Look for "with" in the material below and show each line that contains it.

Stored data:
== == ==
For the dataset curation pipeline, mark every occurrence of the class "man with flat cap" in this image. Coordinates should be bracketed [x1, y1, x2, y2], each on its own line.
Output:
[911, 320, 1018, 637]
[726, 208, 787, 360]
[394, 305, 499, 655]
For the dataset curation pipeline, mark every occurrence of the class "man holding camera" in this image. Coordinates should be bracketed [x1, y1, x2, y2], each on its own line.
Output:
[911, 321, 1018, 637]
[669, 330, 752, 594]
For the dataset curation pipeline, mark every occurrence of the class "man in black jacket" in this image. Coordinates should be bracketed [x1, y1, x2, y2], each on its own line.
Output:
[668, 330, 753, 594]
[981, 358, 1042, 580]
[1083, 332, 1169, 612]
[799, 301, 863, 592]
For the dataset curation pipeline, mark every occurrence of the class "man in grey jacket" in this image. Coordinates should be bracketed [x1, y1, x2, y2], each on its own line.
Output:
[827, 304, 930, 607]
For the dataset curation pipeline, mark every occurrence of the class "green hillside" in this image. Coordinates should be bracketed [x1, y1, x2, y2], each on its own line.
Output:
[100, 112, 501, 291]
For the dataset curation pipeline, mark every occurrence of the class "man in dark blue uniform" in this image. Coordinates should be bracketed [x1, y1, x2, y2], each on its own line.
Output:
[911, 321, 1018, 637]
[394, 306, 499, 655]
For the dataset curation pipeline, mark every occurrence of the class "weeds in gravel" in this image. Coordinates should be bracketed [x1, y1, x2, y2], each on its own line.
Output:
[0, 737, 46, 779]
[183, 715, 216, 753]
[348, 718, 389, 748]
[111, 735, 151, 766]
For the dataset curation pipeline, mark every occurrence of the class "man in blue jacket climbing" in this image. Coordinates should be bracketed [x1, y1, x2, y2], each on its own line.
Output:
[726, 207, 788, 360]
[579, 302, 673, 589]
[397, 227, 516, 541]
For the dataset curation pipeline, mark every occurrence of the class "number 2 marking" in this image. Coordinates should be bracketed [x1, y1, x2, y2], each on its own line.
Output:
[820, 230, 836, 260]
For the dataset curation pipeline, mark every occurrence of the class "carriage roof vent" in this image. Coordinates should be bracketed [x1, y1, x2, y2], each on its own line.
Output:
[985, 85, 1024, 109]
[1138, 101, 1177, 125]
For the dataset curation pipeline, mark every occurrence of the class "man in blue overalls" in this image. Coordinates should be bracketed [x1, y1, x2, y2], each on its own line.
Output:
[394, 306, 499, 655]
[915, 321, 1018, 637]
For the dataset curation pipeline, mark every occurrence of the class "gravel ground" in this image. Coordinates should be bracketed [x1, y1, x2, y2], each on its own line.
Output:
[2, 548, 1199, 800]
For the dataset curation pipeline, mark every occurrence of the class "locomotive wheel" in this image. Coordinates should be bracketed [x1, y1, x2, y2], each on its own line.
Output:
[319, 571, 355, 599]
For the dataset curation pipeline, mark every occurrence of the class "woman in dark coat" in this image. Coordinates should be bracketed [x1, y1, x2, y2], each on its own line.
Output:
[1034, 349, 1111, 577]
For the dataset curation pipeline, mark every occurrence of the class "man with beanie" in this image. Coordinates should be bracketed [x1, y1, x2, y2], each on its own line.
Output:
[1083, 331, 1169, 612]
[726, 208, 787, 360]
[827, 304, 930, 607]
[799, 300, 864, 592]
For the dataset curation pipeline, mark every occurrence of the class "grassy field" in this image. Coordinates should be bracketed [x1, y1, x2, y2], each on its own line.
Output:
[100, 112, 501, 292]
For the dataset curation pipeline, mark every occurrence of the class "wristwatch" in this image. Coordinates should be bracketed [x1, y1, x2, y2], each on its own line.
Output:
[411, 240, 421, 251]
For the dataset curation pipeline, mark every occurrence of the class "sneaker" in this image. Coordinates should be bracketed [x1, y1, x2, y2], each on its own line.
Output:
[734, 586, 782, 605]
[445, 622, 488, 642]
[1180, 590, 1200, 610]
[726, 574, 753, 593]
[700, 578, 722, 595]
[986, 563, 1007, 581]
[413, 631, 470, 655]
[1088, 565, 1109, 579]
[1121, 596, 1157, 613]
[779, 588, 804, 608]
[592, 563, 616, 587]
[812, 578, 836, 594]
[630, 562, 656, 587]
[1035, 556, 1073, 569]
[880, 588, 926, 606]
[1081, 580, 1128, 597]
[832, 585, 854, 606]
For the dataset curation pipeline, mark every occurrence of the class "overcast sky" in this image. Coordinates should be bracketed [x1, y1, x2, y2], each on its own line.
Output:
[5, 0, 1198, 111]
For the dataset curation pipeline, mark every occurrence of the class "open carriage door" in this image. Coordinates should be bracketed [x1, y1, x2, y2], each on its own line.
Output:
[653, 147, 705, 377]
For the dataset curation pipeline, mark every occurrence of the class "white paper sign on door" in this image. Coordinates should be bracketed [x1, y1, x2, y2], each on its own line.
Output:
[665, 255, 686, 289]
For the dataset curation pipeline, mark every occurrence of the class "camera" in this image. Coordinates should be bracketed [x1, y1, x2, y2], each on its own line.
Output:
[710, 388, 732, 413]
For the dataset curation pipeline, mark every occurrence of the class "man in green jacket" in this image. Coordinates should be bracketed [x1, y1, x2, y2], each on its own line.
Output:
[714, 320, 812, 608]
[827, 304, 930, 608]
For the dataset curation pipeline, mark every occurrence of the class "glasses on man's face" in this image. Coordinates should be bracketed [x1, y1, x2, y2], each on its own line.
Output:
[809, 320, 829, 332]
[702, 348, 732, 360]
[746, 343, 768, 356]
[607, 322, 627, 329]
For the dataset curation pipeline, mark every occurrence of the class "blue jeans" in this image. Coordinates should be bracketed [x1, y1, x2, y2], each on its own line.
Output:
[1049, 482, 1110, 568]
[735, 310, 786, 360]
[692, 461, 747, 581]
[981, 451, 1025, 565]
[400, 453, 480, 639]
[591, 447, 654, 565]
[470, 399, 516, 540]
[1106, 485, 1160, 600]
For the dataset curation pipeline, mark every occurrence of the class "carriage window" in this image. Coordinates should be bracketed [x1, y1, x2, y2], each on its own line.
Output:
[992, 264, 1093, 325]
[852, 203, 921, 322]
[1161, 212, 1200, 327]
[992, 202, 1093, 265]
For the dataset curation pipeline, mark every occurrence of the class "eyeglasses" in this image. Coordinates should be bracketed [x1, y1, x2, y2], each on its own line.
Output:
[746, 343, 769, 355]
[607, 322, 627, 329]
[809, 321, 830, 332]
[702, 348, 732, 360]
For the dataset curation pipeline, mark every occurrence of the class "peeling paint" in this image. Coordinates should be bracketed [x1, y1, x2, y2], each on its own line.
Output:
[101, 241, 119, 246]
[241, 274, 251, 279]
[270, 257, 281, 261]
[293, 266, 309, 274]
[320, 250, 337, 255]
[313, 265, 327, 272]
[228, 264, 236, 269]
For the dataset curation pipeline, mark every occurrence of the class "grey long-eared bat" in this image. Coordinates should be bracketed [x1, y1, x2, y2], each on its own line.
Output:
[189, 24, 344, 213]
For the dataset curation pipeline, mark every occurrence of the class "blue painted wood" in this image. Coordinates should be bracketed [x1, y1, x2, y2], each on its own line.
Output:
== == ==
Written solution:
For the dataset curation pipeline, mark every occurrence of the class "man with flat cap" in this image. Coordinates should be bracketed [x1, y1, x2, y2], each on its own line.
For the dataset curation pipeline, mark every occurrence of the class "man with beanie" in this image. Coordinates should be bracketed [x1, y1, x2, y2], each on its own line.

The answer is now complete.